> **Kutipan Sumber**
::::::::

Justru karena dilakukan kolektif, korupsi gotong rotong ini sulit 
dikupas
tuntas. Masing-masing pihak akan saling melindungi. Satu terbongkar, 
yang
lain terancam kena. Korupsi gotong royong juga menghasilkan upaya
menghalangi pembongkarannya dengan gotong royong pula.

Korupsi gotong royong umumnya terbongkar melalui the whistle blowers.
Istilah ini merujuk kepada orang dalam, yang juga menerima amplop, 
tapi
kemudian bernyanyi ke luar, membuka rahasia. Orang dalam ini yang 
membuat
kasus itu terbuka ke luar dan menjadi santapan pers. Di DPR, the 
whistle
blowers itu antara lain, Meliono Suwondo dan Indira Damayanti.

::::::::

> **Daftar Catatan**
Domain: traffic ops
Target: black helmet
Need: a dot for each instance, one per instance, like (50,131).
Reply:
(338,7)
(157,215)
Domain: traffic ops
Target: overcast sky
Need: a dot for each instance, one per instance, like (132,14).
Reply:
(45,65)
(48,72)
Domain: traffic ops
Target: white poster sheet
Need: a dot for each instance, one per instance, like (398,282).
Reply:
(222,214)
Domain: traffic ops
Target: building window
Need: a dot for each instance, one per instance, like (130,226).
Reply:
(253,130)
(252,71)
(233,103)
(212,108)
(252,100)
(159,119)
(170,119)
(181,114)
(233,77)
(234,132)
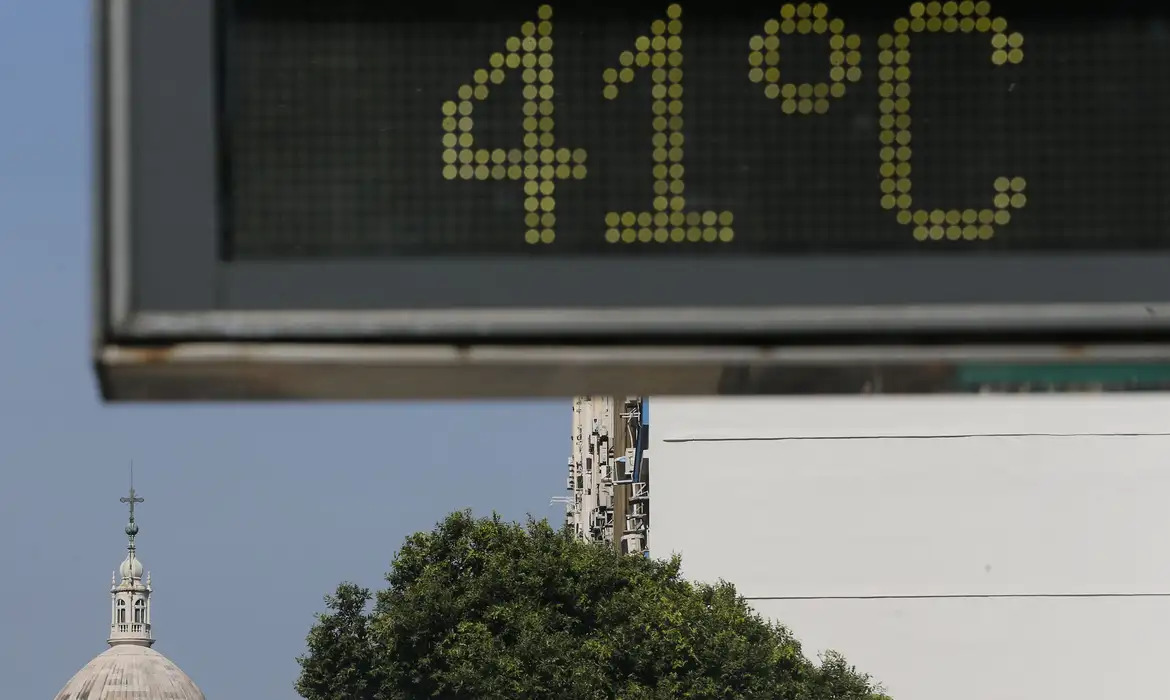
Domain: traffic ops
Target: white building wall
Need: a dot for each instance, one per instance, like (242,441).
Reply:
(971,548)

::::::::

> **Ketentuan Tugas**
• 1. Tuliskan setiap kalimat dalam paragraf kedua kutipan tentang korupsi gotong royong, satu kalimat per baris.
• 2. Geser setiap koordinat titik pada jawaban di semua catatan di atas dengan menambahkan 26 pada tiap angkanya. Tulis ulang seluruh baris catatan itu beserta permintaannya, tanpa menyertakan gambar.

> **Jawaban Lengkap**
• 1.
Korupsi gotong royong umumnya terbongkar melalui the whistle blowers.
Istilah ini merujuk kepada orang dalam, yang juga menerima amplop, tapi kemudian bernyanyi ke luar, membuka rahasia.
Orang dalam ini yang membuat kasus itu terbuka ke luar dan menjadi santapan pers.
Di DPR, the whistle blowers itu antara lain, Meliono Suwondo dan Indira Damayanti.

• 2.
Domain: traffic ops
Target: black helmet
Need: a dot for each instance, one per instance, like (50,131).
Reply:
(364,33)
(183,241)
Domain: traffic ops
Target: overcast sky
Need: a dot for each instance, one per instance, like (132,14).
Reply:
(71,91)
(74,98)
Domain: traffic ops
Target: white poster sheet
Need: a dot for each instance, one per instance, like (398,282).
Reply:
(248,240)
Domain: traffic ops
Target: building window
Need: a dot for each instance, one per instance, like (130,226).
Reply:
(279,156)
(278,97)
(259,129)
(238,134)
(278,126)
(185,145)
(196,145)
(207,140)
(259,103)
(260,158)
Domain: traffic ops
Target: white building wall
Need: a dot for each instance, one per instance, like (242,441).
Reply:
(997,574)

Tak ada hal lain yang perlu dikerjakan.